BRIEF: Write out the data below exactly, beginning with the first line and ending once the line that has "positive clicks: (234, 141) (265, 134)" is written.

DATA EXCERPTS:
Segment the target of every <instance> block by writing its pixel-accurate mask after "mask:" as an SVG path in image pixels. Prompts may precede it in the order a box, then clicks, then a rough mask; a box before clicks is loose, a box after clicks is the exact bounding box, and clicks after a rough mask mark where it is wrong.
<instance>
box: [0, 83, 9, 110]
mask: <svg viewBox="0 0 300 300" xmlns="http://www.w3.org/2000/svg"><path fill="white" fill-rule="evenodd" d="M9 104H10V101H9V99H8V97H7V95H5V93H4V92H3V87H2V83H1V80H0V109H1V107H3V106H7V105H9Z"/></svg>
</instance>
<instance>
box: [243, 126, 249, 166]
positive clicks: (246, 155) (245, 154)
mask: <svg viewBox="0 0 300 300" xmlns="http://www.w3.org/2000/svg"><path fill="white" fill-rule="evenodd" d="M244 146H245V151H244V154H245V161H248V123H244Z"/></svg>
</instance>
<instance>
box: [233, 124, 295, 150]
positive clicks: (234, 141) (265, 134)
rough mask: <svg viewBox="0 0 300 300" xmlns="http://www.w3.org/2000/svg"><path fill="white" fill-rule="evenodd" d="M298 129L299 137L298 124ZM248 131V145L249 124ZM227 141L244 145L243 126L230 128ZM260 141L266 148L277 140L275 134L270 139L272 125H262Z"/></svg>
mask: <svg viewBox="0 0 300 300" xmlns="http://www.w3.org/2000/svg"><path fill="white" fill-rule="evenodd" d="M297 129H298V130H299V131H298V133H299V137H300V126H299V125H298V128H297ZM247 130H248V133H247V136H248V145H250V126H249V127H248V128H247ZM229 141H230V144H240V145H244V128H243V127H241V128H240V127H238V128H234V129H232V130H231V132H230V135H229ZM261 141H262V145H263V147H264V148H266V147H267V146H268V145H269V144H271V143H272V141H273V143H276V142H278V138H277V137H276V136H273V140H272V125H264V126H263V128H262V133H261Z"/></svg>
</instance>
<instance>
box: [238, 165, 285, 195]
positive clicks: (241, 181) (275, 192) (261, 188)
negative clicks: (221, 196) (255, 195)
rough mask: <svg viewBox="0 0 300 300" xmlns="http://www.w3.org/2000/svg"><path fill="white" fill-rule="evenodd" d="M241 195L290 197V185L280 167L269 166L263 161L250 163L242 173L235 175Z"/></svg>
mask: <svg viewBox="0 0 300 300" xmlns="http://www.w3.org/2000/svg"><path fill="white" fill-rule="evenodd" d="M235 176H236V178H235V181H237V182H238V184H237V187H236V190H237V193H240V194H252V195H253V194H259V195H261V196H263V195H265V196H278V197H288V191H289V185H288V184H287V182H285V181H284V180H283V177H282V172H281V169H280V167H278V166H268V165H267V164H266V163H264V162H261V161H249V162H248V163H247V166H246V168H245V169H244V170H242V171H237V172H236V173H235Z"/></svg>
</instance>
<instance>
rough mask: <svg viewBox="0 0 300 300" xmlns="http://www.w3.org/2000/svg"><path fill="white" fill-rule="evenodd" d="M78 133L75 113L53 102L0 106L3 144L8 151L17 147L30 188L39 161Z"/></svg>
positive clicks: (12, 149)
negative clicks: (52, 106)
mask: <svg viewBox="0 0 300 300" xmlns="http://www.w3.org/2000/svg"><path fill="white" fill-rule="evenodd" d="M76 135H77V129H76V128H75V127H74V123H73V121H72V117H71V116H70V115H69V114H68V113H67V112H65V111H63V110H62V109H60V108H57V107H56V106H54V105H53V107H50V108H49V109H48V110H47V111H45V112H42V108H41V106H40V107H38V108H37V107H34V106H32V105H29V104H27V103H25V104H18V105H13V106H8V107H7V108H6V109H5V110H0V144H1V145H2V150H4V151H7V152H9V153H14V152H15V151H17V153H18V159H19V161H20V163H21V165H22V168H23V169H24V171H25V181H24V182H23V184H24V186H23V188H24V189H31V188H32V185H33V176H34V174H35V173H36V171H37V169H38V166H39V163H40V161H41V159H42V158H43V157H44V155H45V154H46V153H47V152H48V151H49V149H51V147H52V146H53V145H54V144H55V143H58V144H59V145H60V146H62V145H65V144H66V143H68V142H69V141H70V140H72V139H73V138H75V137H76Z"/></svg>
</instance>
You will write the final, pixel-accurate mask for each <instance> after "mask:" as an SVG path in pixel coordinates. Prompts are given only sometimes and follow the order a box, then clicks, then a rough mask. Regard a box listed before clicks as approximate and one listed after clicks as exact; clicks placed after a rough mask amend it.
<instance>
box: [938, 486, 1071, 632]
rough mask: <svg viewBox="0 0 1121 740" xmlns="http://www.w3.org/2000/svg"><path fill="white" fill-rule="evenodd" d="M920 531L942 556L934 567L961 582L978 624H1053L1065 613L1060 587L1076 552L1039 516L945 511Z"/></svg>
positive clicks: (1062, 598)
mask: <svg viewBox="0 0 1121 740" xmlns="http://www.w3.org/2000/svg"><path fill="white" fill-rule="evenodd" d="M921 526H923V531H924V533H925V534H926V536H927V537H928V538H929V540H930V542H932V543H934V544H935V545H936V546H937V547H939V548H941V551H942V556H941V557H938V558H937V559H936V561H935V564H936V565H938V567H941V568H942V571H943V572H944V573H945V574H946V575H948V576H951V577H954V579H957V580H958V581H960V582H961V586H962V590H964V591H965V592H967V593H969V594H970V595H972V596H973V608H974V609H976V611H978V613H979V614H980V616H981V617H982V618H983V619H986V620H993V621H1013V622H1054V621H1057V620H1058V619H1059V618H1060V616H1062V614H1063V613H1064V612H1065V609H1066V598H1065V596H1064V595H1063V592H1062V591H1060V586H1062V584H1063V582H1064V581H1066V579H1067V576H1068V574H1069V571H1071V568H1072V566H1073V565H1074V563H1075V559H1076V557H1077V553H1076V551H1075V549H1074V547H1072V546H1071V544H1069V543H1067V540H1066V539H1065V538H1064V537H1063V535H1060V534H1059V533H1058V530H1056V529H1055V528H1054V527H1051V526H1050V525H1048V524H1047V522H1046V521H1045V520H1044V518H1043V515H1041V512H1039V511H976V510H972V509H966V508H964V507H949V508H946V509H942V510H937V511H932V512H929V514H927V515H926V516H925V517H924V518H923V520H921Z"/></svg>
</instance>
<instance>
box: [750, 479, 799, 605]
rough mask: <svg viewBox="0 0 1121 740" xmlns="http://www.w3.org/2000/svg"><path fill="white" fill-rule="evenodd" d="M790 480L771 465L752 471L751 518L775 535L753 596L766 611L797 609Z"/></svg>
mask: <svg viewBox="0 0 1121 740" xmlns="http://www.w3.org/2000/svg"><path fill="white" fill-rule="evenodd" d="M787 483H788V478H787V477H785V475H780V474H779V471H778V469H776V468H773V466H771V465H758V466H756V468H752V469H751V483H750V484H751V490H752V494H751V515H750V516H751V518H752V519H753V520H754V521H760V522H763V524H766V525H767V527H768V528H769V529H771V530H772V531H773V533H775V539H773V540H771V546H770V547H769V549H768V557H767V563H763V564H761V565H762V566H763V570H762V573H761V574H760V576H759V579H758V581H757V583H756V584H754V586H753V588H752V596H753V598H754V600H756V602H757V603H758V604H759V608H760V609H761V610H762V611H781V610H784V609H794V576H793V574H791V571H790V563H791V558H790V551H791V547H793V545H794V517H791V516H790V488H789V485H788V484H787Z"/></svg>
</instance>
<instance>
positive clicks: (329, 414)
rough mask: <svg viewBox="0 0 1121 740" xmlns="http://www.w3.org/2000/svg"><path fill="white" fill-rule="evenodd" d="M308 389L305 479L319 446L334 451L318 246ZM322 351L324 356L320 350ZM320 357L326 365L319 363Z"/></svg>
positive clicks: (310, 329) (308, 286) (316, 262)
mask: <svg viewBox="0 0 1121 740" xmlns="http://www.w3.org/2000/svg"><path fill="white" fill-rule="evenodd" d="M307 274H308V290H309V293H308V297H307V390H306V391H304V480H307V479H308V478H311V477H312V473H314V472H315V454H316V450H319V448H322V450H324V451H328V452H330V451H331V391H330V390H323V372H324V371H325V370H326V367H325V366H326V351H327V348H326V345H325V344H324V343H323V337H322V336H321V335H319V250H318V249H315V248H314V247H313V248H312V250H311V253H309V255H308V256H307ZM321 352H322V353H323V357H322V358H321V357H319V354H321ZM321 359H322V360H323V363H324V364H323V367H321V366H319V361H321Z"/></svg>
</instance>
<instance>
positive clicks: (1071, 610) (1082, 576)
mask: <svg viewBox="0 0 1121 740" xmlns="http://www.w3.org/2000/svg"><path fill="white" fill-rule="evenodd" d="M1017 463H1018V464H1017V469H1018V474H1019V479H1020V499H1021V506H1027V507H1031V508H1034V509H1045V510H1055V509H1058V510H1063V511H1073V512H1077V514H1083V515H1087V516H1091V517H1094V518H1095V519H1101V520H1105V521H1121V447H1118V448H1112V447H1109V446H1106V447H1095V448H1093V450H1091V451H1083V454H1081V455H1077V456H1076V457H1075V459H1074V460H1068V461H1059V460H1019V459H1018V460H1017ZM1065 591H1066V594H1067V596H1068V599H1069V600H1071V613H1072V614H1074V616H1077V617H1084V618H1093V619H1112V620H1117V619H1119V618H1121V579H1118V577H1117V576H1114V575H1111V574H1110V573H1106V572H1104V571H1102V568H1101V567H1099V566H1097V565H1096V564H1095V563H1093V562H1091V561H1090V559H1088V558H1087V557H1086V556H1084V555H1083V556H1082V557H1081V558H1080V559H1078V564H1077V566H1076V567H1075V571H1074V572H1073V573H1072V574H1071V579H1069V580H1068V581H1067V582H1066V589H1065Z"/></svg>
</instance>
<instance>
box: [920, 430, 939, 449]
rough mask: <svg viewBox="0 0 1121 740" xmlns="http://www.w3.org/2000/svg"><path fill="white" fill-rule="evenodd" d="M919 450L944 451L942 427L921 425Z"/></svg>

OUTPUT BELOW:
Segment the target of every <instance> block by writing its pixel-accurate mask after "mask:" as an SVG path in image pixels. Prompts may precede it in the order a box, then clicks, then a rough mask; a box before clicks is loose, a box after clicks is the exact bounding box, and clicks after a rough mask mark where it is wrong.
<instance>
box: [0, 83, 9, 110]
mask: <svg viewBox="0 0 300 300" xmlns="http://www.w3.org/2000/svg"><path fill="white" fill-rule="evenodd" d="M9 104H10V101H9V99H8V97H7V95H5V93H4V92H3V87H2V83H1V80H0V109H1V107H3V106H7V105H9Z"/></svg>
</instance>
<instance>
box: [243, 126, 249, 166]
positive clicks: (246, 155) (245, 154)
mask: <svg viewBox="0 0 300 300" xmlns="http://www.w3.org/2000/svg"><path fill="white" fill-rule="evenodd" d="M244 146H245V151H244V154H245V161H248V123H244Z"/></svg>
</instance>
<instance>
box: [233, 124, 295, 150]
positive clicks: (234, 141) (265, 134)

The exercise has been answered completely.